* _SOURCE DOCUMENT_:

--------------------------------------------------

McDonagh’s screenplay might be his most layered and moving yet. Like his other films—In Bruges, Seven Psychopaths (2012), and Three Billboards Outside Ebbing, Missouri (2017)—it’s prone to bursts of sardonic humor and tension that leads to bloody violence, coupled with an existential quality to the characters. But McDonagh resists the usual post-Tarantino vibe that accompanies his philosophizing hitmen and cops, and instead, he reaches for something more introspective. On the surface is a quirky account of two stubborn Irishmen with nothing better to occupy their time than drinking or fiddling. But there’s subtle work beneath McDonagh’s premise that makes this his most ponderous film, hinted at by the mischievous, diffusive music by Carter Burwell—composer of melancholic scores for Charlie Kaufman (especially Anomalisa, 2015) and the Coen brothers. Watching The Banshees of Inisherin, the Coens’ influence on McDonagh’s screenplay is unmistakable, including the circularity and repetitive dialogue arrangement combined with a cynical sense of the orderless universe. But it’s no pastiche. The difference, I suppose, is that McDonagh doesn’t punish or delight in tormenting his characters in the same manner the Coens often do. While idiosyncratic, his film has genuine empathy for both Pádraic and Colm.

--------------------------------------------------

* _GIVEN INFORMATION_:
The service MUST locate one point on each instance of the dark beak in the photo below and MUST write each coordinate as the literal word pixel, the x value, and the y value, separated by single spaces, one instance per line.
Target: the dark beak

--------------------------------------------------

* _GIVEN PROBLEM A_:
Answer the following from the review of The Banshees of Inisherin, each on its own line:
(i) Who composed the music for the film?
(ii) What year is given for Seven Psychopaths?
(iii) For which two characters does the film show genuine empathy?
* _GIVEN PROBLEM B_: Carry on writing the review of The Banshees of Inisherin, beginning after its final sentence.

* _EXERCISE ANSWER A_:
(i) Carter Burwell
(ii) 2012
(iii) Pádraic and Colm

* _EXERCISE ANSWER B_:
Even so, the film recognizes that Inisherin isn’t the ideal place for Colm to find the stimulating conversation or cultured company he seeks. Colm admits to the possibility that, in his gesture of artistic commitment, he may be “entertaining himself” to “stave off the inevitable.” He could just be bored and depressed on Inisherin, an evident problem when, in confession, the local priest (David Pearse) asks him, “How’s the despair?” And the fact that Pádraic lacks despair doesn’t vindicate Colm’s apparent feelings of hopelessness. But if he’s so depressed, Pádraic wonders amusingly, why doesn’t he just “push it down, like the rest of us?” Comic barbs like this make McDonagh’s screenplay achingly funny and relatable for depressives. Meanwhile, Siobhán faces a similar problem as Colm, but she has enough sense to lose herself in books. Condon is terrific and fiery in her scenes, and she creates a character who’s doubtlessly the smartest person on the island. At one point, Siobhán asks her brother, “Do you never get lonely?” But Pádraic has his sister, donkey, and best friend (well, had), and that’s enough. Eventually, she lands a librarian job on the mainland and takes it, tired of the petty squabbles that have become “feckin’ boring” (“feck” replaces most “fucks” here), if not tinged with madness and dismemberment.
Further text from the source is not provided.